Job. Pick out every line in the entries below that contains the string "certificate", matching case exactly, and copy those lines.

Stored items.
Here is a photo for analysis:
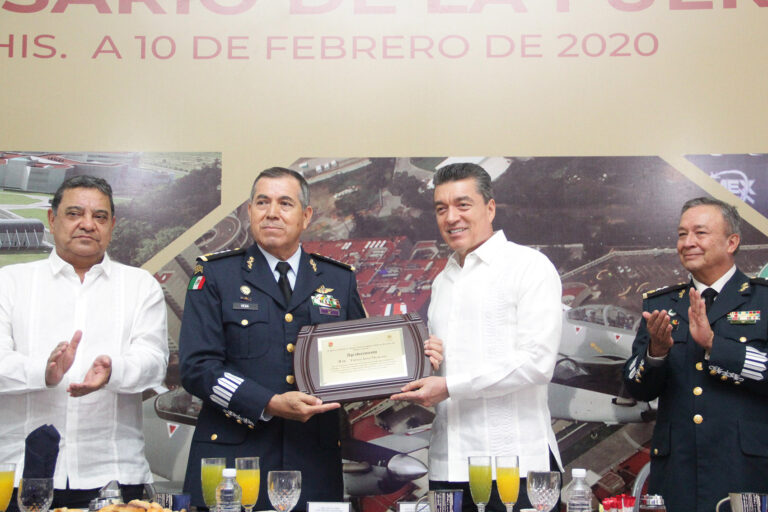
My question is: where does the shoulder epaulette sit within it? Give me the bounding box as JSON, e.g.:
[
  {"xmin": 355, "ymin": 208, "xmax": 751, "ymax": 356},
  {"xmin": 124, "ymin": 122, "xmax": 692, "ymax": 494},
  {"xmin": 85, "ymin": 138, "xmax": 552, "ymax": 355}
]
[
  {"xmin": 310, "ymin": 252, "xmax": 355, "ymax": 272},
  {"xmin": 643, "ymin": 283, "xmax": 688, "ymax": 299},
  {"xmin": 197, "ymin": 248, "xmax": 245, "ymax": 261}
]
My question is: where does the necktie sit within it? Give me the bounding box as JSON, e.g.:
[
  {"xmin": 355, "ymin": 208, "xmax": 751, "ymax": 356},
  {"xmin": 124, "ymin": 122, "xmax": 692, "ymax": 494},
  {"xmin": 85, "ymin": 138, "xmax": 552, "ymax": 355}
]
[
  {"xmin": 701, "ymin": 288, "xmax": 717, "ymax": 312},
  {"xmin": 275, "ymin": 261, "xmax": 293, "ymax": 304}
]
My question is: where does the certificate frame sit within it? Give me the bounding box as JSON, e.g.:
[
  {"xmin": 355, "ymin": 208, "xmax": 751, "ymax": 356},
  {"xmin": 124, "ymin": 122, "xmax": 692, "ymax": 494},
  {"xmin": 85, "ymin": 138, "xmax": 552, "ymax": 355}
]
[{"xmin": 293, "ymin": 313, "xmax": 431, "ymax": 402}]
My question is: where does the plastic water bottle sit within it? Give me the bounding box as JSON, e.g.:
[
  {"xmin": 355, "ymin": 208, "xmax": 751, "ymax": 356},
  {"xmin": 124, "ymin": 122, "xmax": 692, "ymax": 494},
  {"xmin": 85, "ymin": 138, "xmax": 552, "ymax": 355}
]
[
  {"xmin": 567, "ymin": 468, "xmax": 592, "ymax": 512},
  {"xmin": 216, "ymin": 468, "xmax": 243, "ymax": 512}
]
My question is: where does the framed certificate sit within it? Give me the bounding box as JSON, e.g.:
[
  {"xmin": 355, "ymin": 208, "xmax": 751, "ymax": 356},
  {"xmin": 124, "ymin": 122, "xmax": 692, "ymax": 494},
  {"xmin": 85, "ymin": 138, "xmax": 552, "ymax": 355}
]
[{"xmin": 293, "ymin": 313, "xmax": 431, "ymax": 402}]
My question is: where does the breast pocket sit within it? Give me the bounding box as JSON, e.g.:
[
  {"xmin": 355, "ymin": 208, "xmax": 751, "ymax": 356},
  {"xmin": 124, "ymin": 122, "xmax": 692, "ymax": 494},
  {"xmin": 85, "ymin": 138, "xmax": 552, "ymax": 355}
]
[{"xmin": 224, "ymin": 302, "xmax": 270, "ymax": 358}]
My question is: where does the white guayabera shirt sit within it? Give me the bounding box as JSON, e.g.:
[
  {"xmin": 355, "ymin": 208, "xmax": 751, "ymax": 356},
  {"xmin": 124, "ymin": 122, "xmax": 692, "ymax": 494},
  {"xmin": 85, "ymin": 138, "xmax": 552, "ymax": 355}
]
[
  {"xmin": 429, "ymin": 231, "xmax": 562, "ymax": 482},
  {"xmin": 0, "ymin": 250, "xmax": 168, "ymax": 489}
]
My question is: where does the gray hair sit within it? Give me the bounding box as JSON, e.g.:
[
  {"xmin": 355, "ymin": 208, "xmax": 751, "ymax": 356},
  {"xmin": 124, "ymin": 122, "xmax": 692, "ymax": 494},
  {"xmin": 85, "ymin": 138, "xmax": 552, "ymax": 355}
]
[
  {"xmin": 433, "ymin": 162, "xmax": 493, "ymax": 204},
  {"xmin": 51, "ymin": 174, "xmax": 115, "ymax": 217},
  {"xmin": 680, "ymin": 197, "xmax": 741, "ymax": 236},
  {"xmin": 251, "ymin": 167, "xmax": 309, "ymax": 208}
]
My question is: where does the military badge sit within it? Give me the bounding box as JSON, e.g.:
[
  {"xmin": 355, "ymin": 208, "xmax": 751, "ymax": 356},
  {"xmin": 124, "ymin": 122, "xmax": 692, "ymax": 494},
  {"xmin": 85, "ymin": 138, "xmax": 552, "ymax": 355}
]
[
  {"xmin": 187, "ymin": 276, "xmax": 205, "ymax": 290},
  {"xmin": 312, "ymin": 293, "xmax": 341, "ymax": 308},
  {"xmin": 728, "ymin": 311, "xmax": 760, "ymax": 324}
]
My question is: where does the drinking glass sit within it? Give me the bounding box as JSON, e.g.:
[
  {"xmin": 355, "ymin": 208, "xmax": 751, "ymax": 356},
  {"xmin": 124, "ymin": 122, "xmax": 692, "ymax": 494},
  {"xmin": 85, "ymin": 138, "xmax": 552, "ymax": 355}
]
[
  {"xmin": 496, "ymin": 455, "xmax": 520, "ymax": 512},
  {"xmin": 267, "ymin": 471, "xmax": 301, "ymax": 512},
  {"xmin": 16, "ymin": 478, "xmax": 53, "ymax": 512},
  {"xmin": 469, "ymin": 455, "xmax": 493, "ymax": 512},
  {"xmin": 0, "ymin": 464, "xmax": 16, "ymax": 512},
  {"xmin": 526, "ymin": 471, "xmax": 560, "ymax": 512},
  {"xmin": 200, "ymin": 457, "xmax": 227, "ymax": 509},
  {"xmin": 235, "ymin": 457, "xmax": 261, "ymax": 512}
]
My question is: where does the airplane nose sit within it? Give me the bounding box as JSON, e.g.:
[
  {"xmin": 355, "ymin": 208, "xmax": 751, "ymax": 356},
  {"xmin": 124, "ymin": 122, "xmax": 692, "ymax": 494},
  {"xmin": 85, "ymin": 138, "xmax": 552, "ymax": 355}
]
[{"xmin": 387, "ymin": 454, "xmax": 429, "ymax": 481}]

Output below.
My question is: where does the certificate frame sit within it? Give me the bounding box as JSON, e.g.:
My question is: where does the framed certificate sit within it? Give me the bounding box as JSON, e.g.:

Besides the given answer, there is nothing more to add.